Task goal:
According to the article on social connection, how many years can isolation take off a person's life?

We Need Other People to Be Happy
3 minute read
Science shows that human beings are highly social. It’s in our DNA to have people around us, and when we do, our bodies and overall health are better for it. Richard Leider, Education Fellow in the Alliance’s Lifetime Income Institute puts it this way in his book Life Reimagined – “Isolation is fatal. In fact, isolation can take up to seven years off your life. Isolation contributes to heart disease and depression; it influences your immune system and leads to faster aging and advanced health problems. The antidote is community, or connectedness. The hunger for connection holds true for both men and women – although women seem to do better at connecting. Which may explain why women live, on average, seven years longer than men.”
WATCH Your Money Map: Making friends and finding community as you age
Countering Ageism Through Multigenerational Communities and Programs
John Lennon’s perspective on the role your social life plays as you age – “count your age by friends, not years” – is certainly supported by psychologists, but most cultures and the media continue to emphasize the negative when it comes to aging. The World Health Organization defines Ageism as, “the stereotypes (how we think), prejudice (how we feel) and discrimination (how we act) towards others or oneself based on age.” It can be seen in the way advertisers market anti-wrinkle creams to how companies screen out/weed out older workers. Less obvious, though, are the subliminal ways getting older is framed. Shutterstock and the American Society on Ageing (ASA) have created “Telling Age-inclusive Stories” to address the fact that just 5% of U.S. advertising is aimed at people older than age 50, even though this demographic dominates spending (Harvard Business Review 2020).

Information provided:
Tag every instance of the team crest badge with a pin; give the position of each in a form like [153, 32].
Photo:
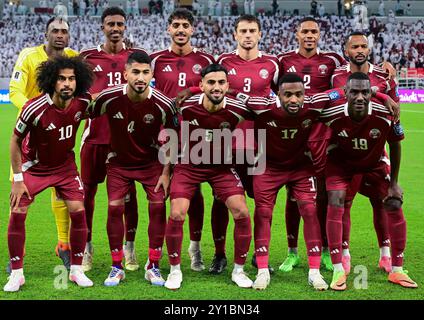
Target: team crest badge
[306, 123]
[264, 74]
[322, 69]
[148, 118]
[224, 125]
[375, 133]
[197, 68]
[77, 116]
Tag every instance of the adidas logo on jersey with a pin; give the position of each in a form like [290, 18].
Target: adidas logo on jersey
[50, 127]
[343, 134]
[291, 69]
[98, 69]
[118, 116]
[167, 69]
[315, 249]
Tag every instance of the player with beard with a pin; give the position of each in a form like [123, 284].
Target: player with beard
[208, 115]
[42, 156]
[356, 49]
[136, 113]
[23, 87]
[108, 62]
[175, 69]
[360, 129]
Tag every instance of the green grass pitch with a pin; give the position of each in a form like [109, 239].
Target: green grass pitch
[40, 261]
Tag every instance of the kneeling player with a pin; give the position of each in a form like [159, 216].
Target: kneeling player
[361, 128]
[42, 156]
[209, 115]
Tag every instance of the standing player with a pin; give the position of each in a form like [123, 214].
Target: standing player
[254, 73]
[356, 49]
[361, 128]
[108, 61]
[136, 113]
[42, 156]
[316, 68]
[23, 87]
[176, 69]
[288, 121]
[209, 116]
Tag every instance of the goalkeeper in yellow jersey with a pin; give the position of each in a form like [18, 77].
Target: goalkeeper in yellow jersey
[23, 87]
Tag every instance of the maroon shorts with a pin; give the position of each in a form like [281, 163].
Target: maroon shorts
[375, 181]
[224, 181]
[120, 179]
[93, 162]
[68, 186]
[300, 183]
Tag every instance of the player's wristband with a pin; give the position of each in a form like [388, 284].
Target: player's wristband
[194, 90]
[18, 177]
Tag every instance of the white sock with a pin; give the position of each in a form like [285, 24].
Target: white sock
[384, 252]
[292, 250]
[176, 267]
[194, 246]
[313, 272]
[397, 269]
[238, 267]
[338, 267]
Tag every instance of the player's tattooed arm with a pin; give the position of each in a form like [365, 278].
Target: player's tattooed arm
[394, 192]
[18, 186]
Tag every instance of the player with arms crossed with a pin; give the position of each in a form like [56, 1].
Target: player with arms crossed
[209, 115]
[175, 69]
[23, 87]
[356, 49]
[361, 128]
[108, 62]
[136, 114]
[42, 156]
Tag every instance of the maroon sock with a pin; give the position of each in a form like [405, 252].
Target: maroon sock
[397, 230]
[131, 214]
[311, 228]
[90, 191]
[262, 233]
[334, 232]
[196, 213]
[380, 223]
[322, 202]
[115, 233]
[78, 236]
[292, 222]
[346, 225]
[242, 238]
[16, 239]
[156, 231]
[219, 222]
[174, 240]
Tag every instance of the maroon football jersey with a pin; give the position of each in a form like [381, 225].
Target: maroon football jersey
[174, 73]
[378, 78]
[49, 134]
[286, 135]
[254, 77]
[359, 145]
[316, 71]
[109, 71]
[210, 124]
[134, 126]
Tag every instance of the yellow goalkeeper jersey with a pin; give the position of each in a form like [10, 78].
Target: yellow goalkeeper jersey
[23, 84]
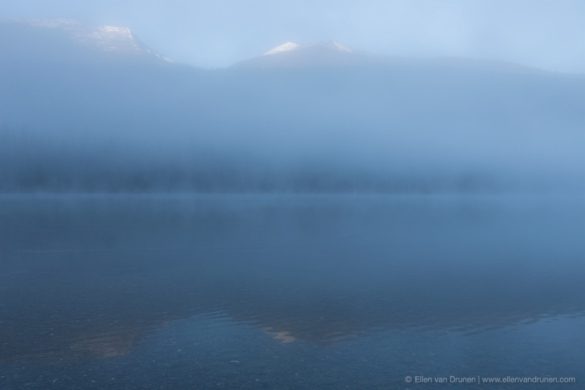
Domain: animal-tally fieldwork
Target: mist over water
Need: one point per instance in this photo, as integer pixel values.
(85, 119)
(288, 291)
(391, 195)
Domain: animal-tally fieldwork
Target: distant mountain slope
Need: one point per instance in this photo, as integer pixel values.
(293, 55)
(103, 112)
(66, 40)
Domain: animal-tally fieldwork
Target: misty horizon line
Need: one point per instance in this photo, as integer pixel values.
(302, 44)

Answer for this exercise:
Up to seven years.